» **ABOUT THIS EXERCISE**
Return, word for word, the part of the passage on laser-related eye injury that starts with the words "There are currently no studies" and ends with "might be feasible.".

There are currently no studies in the literature that mention the use of cooling devices in cosmetic laser procedures in the periorbital and eyelid areas. However, corneal cooling is occasionally used in ophthalmologic laser procedures to prevent corneal injury. In these procedures, the surgeons irrigate the eye with chilled balanced salt solution either between ablation passes and immediately after the end of ablation or continuously.37, 38 Corneal cooling has been found to prevent ocular injury.39 While corneal cooling by cool water irrigation might not necessarily be practical in cosmetic eyelid procedures, the use of non-contact cooling, together with ocular shields, might be feasible.

Treatment of Ocular Injury

Treatment of the eye after laser injury is largely determined by the extent of injury and can include medical and/or surgical management. Superficial lesions to the corneal epithelium can be treated with topical antibiotics and contact lenses or patching.14 Corneal endothelial injury leading to bullous changes, corneal thickening, or vision loss requires surgical intervention with corneal transplantation. Topical steroids (e.g., methylprednisolone) at varying treatment lengths are also the preferred medical treatment for ocular injury and reduce the damaging inflammatory response to injury.15 Steroid-treated retinas have been shown to have rapid reestablishment of retinal and choroidal vasculature, healing of the retinal pigment epithelium, less macrophage activity, and reduced photoreceptor damage.40,41 Treatment of laser-induced ocular injury can involve a combination of topical antibiotics, topical or systemic steroids, and vitamins, although there are currently no guidelines on dosing and preferred medications. Vitamins include topical and oral ascorbic acid (vitamin C) to promote fibroblast activity.42 All patients with laser-induced eye injuries need to be referred to an ophthalmologist for detailed evaluation.

» **DATASET RECORDS**

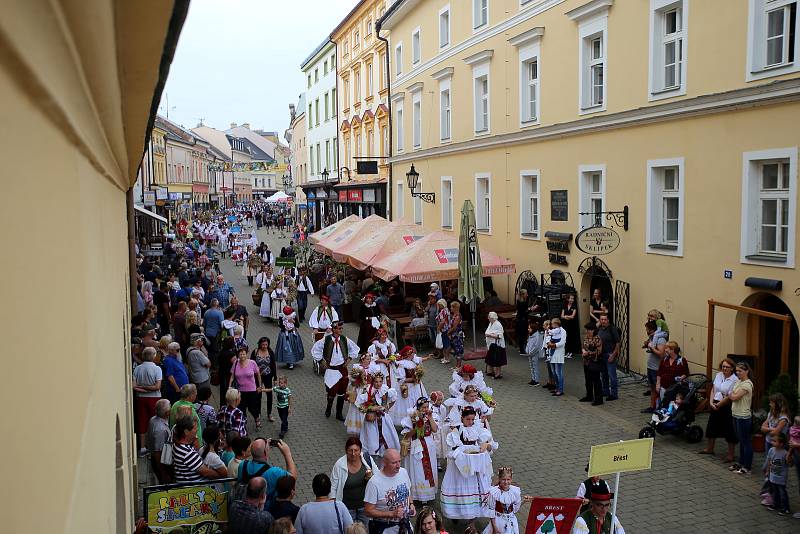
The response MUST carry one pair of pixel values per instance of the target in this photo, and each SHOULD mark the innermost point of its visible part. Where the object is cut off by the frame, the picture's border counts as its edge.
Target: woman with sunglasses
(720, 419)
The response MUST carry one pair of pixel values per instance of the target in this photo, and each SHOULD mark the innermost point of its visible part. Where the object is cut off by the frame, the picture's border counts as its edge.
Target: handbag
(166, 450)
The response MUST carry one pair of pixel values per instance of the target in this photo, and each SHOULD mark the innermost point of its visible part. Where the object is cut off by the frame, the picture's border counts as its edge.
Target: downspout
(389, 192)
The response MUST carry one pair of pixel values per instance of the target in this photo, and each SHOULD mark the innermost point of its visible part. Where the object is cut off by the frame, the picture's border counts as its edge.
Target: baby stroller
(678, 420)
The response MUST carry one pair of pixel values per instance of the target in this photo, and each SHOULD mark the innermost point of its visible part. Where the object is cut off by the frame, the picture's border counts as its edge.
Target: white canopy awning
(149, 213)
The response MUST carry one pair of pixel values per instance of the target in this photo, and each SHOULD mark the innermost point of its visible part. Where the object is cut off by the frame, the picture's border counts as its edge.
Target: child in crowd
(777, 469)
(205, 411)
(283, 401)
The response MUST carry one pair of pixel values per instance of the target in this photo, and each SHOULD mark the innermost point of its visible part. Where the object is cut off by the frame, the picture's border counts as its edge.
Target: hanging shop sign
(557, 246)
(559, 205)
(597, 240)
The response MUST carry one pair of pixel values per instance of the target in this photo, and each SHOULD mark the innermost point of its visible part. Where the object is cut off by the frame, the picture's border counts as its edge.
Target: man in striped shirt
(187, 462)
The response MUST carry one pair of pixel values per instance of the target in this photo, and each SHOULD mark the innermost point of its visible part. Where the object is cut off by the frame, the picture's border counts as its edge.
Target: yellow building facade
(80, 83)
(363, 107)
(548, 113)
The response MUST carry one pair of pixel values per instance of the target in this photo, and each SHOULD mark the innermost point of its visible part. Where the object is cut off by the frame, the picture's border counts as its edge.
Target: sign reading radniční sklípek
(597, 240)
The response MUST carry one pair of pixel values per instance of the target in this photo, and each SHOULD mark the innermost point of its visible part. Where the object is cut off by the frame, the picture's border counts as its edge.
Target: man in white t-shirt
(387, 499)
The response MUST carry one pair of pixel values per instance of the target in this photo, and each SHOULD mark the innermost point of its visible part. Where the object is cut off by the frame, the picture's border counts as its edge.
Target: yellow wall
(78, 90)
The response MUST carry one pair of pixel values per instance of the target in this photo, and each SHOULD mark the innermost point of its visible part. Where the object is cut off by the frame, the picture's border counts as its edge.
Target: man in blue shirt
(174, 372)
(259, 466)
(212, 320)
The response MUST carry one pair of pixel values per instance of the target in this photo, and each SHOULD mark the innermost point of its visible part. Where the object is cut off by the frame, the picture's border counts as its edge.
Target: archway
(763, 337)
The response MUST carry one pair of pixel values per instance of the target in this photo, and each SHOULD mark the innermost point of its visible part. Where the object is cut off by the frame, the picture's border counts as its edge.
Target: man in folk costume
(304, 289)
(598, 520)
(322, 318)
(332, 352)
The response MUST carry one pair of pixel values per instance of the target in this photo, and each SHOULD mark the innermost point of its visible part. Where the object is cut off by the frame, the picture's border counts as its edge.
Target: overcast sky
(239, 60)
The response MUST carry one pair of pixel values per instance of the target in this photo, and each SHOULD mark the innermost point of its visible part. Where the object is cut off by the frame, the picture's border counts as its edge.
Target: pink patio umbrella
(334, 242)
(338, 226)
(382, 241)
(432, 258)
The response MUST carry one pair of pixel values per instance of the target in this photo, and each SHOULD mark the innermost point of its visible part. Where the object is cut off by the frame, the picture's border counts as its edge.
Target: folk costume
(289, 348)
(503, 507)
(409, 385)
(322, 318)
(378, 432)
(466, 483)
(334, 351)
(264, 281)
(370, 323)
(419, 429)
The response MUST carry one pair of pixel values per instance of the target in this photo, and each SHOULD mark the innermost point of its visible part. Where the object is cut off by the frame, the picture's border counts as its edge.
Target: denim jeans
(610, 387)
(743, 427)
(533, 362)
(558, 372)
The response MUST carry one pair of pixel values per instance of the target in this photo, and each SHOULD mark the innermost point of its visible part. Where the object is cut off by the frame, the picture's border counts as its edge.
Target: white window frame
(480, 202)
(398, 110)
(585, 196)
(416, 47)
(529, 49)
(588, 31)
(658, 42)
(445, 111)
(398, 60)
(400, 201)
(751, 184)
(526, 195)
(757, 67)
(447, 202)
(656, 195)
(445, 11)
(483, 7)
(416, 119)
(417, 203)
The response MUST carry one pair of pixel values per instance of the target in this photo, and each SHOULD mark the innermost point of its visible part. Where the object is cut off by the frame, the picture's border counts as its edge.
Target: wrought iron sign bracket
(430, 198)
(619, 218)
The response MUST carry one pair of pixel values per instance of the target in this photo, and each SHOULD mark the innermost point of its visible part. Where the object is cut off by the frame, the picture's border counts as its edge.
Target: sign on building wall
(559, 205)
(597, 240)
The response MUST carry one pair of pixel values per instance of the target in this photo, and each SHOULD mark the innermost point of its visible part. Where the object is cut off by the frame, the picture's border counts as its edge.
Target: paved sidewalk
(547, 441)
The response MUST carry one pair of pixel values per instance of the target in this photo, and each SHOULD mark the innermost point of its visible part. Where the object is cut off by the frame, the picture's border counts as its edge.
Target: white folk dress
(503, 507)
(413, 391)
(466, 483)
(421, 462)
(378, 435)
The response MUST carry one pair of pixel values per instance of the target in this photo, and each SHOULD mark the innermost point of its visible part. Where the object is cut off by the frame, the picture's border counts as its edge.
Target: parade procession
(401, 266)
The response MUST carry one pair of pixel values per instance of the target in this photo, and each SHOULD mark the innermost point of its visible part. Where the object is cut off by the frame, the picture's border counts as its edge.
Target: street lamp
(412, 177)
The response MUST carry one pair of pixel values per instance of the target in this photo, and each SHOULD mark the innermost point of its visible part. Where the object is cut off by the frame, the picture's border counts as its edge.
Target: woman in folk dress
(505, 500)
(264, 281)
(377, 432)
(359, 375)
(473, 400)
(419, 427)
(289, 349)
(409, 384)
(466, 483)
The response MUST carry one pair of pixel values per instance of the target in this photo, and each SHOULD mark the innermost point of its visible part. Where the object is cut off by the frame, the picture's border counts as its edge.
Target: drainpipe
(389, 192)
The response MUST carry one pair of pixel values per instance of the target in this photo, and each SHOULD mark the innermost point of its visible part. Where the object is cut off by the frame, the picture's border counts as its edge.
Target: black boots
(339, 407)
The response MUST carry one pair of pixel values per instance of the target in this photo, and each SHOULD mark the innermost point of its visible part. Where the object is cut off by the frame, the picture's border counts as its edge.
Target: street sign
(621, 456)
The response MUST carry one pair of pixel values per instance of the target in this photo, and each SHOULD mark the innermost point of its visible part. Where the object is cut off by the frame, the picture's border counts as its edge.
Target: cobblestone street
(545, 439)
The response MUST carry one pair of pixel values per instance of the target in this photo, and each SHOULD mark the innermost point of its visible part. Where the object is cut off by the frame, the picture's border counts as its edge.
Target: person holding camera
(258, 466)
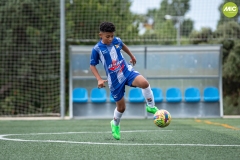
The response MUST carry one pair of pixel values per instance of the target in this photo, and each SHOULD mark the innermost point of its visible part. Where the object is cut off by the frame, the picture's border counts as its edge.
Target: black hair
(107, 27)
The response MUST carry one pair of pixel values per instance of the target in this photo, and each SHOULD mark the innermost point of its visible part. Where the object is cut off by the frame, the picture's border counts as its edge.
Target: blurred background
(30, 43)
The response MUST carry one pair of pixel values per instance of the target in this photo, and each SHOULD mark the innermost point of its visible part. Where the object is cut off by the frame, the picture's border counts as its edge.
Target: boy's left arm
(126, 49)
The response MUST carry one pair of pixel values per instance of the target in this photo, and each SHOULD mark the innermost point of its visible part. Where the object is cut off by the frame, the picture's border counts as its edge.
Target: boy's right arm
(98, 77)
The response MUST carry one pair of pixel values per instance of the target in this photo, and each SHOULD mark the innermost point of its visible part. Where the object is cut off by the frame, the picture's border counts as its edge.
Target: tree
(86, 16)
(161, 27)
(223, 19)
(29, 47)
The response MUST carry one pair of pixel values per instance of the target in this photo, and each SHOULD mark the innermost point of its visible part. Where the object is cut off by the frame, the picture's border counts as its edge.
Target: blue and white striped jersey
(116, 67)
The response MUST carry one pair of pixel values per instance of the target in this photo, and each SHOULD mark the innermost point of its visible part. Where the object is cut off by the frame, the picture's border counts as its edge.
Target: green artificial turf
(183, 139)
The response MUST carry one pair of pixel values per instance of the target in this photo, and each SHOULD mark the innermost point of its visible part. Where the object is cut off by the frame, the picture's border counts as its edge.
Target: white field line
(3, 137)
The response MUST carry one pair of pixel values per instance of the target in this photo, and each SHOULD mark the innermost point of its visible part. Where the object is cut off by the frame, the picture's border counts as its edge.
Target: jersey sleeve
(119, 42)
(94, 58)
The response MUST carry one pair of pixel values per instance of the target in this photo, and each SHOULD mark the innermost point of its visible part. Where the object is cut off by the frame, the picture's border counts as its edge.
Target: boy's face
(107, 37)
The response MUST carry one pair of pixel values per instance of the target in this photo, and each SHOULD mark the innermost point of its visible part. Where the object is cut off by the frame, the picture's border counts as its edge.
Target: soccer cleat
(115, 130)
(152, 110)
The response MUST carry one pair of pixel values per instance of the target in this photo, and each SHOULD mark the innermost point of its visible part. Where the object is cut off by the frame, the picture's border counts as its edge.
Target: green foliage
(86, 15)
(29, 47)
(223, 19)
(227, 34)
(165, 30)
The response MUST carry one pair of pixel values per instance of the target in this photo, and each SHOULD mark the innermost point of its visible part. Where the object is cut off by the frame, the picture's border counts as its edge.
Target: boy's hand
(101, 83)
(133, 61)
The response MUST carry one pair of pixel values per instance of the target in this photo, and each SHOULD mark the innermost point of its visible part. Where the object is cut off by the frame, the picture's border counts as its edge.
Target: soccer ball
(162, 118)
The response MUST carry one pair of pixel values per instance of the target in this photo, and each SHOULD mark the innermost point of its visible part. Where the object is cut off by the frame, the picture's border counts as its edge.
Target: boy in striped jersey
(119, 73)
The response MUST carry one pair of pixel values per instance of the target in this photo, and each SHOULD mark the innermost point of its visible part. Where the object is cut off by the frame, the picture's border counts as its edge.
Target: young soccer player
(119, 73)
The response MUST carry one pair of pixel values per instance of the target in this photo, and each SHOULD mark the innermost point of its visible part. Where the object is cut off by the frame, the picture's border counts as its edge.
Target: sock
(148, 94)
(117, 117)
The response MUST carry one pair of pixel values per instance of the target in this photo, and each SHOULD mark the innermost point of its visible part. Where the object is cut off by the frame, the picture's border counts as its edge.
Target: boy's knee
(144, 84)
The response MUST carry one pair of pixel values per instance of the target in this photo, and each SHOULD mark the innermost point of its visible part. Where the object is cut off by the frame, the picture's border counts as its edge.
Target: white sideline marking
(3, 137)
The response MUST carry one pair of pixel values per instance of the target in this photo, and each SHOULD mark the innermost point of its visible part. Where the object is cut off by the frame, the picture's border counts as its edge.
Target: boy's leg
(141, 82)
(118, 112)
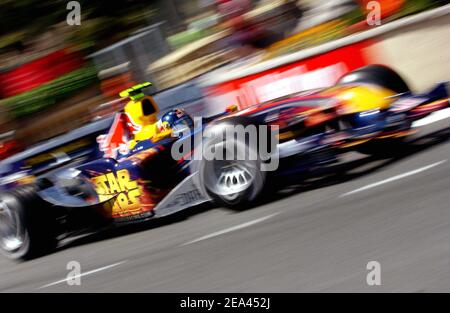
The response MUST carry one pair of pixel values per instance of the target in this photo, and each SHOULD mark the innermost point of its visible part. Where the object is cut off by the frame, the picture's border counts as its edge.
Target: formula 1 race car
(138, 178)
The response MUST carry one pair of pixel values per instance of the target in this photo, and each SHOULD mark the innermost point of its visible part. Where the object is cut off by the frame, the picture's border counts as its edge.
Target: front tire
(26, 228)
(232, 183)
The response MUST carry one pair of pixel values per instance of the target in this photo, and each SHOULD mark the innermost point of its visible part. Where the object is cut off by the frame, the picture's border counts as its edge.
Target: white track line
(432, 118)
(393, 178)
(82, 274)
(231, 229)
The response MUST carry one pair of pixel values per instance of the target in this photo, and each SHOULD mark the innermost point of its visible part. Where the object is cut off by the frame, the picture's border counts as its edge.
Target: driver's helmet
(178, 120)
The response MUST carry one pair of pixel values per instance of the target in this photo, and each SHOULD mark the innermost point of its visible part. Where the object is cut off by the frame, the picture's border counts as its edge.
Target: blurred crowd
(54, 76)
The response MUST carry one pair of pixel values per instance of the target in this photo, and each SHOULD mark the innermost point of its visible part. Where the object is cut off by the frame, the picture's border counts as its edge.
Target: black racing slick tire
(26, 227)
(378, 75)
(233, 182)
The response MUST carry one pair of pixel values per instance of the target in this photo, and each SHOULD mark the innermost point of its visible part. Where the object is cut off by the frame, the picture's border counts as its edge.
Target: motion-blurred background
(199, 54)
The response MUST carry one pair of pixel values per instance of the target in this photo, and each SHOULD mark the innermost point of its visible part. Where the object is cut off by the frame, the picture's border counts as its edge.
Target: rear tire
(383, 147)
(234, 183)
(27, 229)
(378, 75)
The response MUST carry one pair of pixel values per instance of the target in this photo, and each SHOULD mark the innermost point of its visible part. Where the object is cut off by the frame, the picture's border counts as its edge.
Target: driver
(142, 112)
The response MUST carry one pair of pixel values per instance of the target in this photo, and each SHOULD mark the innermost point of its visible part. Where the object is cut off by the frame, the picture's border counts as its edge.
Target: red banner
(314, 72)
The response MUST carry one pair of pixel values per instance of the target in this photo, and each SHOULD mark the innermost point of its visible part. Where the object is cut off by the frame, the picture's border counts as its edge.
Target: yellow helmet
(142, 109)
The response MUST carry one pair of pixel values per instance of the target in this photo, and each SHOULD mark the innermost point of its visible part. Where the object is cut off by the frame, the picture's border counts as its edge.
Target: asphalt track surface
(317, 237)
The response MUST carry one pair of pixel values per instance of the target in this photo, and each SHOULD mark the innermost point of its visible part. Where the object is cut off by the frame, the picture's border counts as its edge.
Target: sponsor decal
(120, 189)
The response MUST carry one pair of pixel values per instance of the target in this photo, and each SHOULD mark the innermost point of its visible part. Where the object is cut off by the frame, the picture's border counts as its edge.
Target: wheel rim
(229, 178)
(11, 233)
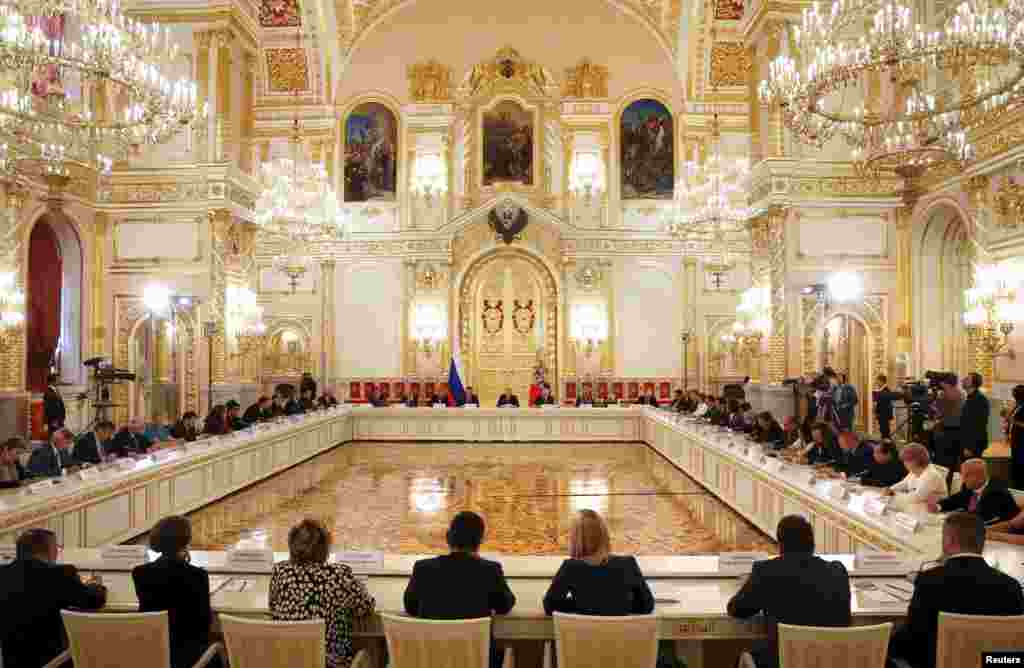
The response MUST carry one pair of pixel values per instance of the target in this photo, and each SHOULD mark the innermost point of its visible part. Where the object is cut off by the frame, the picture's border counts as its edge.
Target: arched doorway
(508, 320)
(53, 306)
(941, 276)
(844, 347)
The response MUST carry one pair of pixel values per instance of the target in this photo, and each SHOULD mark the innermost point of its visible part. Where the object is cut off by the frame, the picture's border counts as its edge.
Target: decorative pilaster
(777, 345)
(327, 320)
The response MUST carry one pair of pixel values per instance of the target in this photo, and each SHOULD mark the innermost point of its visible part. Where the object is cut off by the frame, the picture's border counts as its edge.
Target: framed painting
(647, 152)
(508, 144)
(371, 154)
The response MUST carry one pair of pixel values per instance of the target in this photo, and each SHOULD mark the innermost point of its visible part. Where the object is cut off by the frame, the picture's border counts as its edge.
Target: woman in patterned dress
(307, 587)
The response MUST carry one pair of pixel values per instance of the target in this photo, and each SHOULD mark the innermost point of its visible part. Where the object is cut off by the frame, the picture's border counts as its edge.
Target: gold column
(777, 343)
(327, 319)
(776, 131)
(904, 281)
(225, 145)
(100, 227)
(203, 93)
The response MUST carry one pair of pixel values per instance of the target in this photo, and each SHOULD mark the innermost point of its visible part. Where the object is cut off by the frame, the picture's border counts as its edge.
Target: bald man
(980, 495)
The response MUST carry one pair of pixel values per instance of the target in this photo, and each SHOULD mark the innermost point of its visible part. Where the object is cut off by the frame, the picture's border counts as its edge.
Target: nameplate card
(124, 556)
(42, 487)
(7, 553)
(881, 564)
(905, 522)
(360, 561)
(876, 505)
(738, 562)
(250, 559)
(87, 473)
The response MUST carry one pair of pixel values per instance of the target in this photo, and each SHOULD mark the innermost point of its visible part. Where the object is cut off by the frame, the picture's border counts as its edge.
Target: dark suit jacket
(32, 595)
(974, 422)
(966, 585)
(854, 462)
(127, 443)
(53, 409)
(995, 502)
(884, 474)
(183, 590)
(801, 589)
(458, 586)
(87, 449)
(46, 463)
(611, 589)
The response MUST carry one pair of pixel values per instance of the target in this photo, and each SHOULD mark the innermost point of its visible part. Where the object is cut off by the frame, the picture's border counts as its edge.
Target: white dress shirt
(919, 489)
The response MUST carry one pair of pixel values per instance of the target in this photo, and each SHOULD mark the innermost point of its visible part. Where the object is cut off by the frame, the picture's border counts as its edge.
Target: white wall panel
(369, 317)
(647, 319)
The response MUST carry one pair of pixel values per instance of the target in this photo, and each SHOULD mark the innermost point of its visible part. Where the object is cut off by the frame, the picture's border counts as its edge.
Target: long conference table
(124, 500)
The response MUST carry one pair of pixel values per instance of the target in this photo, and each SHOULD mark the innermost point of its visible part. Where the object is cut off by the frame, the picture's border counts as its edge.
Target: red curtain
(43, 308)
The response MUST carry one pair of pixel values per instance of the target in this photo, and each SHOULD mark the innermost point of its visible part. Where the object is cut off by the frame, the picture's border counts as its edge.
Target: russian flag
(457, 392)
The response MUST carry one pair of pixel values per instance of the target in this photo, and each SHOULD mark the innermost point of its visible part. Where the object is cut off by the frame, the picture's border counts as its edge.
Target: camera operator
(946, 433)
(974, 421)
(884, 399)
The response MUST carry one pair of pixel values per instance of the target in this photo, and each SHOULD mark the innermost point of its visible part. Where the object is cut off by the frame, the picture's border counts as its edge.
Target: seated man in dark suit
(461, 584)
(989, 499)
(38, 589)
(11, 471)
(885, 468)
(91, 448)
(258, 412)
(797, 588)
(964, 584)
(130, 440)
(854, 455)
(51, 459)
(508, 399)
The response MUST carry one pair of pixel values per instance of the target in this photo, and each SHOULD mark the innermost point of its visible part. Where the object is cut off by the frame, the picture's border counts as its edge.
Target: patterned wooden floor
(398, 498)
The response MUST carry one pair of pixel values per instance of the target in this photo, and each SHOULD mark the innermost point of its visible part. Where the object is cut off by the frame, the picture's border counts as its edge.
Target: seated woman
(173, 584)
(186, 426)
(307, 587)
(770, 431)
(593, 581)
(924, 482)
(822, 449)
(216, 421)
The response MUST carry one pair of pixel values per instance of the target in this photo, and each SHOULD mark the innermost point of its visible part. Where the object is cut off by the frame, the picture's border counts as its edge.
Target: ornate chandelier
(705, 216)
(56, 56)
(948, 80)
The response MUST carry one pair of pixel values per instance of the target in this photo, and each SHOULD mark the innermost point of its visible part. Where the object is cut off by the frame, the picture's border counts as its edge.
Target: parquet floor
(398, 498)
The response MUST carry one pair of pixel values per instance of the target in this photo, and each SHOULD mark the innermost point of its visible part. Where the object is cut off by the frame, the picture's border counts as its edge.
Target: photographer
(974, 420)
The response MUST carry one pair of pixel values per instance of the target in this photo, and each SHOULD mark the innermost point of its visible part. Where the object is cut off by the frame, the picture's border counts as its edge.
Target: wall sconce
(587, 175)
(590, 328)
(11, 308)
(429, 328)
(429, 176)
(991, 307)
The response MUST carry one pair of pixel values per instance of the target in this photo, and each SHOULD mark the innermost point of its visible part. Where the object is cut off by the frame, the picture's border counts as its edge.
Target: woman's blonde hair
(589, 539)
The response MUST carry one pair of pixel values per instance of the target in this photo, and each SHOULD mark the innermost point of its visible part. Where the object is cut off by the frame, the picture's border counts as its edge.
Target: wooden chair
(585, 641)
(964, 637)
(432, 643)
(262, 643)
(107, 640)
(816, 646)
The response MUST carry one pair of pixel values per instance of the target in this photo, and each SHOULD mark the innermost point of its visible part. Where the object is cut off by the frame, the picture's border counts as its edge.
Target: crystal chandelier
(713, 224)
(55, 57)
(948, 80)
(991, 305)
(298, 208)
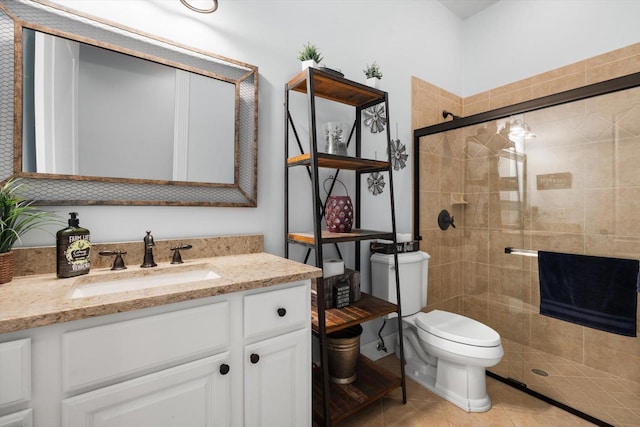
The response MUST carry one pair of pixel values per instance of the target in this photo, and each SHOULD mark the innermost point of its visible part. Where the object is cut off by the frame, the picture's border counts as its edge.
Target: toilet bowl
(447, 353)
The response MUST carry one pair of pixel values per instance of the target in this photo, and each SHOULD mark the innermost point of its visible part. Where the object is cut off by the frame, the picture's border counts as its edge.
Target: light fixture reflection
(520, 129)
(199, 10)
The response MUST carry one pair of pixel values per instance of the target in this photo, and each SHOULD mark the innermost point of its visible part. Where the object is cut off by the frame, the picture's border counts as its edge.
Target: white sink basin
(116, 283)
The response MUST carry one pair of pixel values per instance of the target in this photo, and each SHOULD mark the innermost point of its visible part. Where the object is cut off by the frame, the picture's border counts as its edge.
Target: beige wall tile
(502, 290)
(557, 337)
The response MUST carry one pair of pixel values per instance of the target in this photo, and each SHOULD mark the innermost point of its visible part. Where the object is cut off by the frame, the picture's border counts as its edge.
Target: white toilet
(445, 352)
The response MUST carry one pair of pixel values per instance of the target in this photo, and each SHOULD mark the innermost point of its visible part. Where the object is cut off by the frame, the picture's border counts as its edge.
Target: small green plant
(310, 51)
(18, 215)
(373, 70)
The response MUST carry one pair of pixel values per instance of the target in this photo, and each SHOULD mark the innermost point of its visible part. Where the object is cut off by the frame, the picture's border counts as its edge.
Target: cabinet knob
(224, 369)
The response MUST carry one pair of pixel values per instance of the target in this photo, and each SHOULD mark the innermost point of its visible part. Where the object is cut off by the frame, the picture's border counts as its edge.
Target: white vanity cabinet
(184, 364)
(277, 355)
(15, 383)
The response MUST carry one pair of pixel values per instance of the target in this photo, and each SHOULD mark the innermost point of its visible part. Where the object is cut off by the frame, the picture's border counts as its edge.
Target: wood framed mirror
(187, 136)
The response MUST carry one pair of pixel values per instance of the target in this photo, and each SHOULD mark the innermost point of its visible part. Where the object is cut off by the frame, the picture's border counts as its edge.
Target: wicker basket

» **TASK RESPONSE**
There are currently no studies in the literature that mention the use of cooling devices in cosmetic laser procedures in the periorbital and eyelid areas. However, corneal cooling is occasionally used in ophthalmologic laser procedures to prevent corneal injury. In these procedures, the surgeons irrigate the eye with chilled balanced salt solution either between ablation passes and immediately after the end of ablation or continuously.37, 38 Corneal cooling has been found to prevent ocular injury.39 While corneal cooling by cool water irrigation might not necessarily be practical in cosmetic eyelid procedures, the use of non-contact cooling, together with ocular shields, might be feasible.